[Dataset items]
━━━━━━━━━━━━━━━━
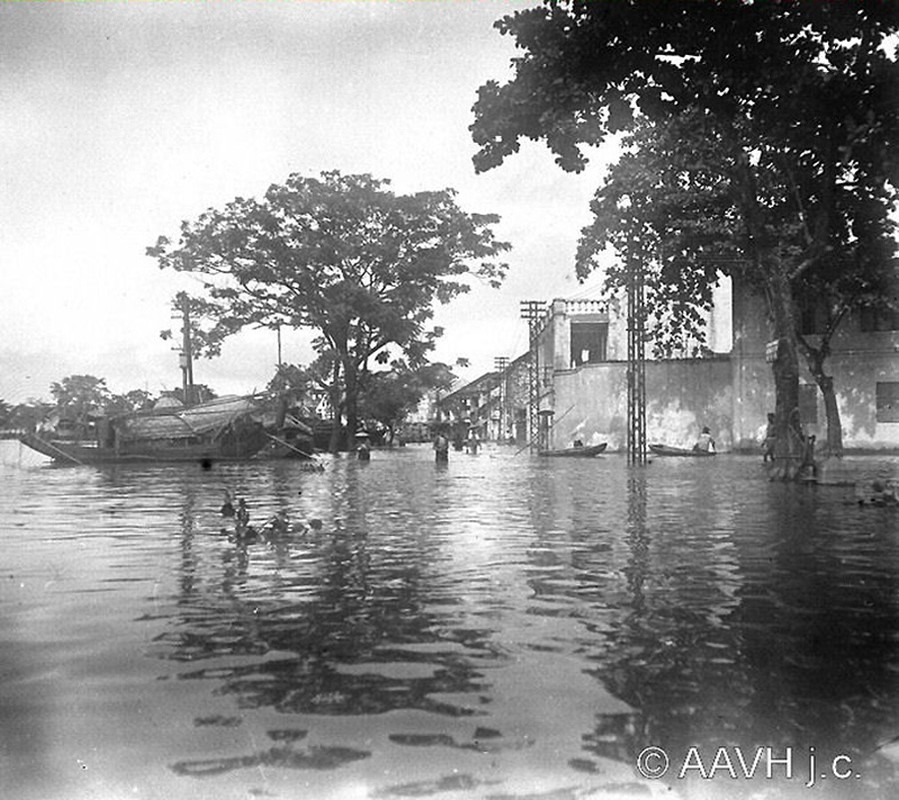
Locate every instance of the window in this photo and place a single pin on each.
(588, 342)
(887, 401)
(808, 404)
(879, 319)
(813, 316)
━━━━━━━━━━━━━━━━
## [WHAT YOU ARE ASKED TO DO]
Copy every line of the records above word for word, and leave the pictures out of your copy.

## [EXERCISE RESPONSE]
Locate every instance of the window in this photo and place a single pin on each.
(588, 342)
(887, 401)
(808, 404)
(879, 319)
(813, 316)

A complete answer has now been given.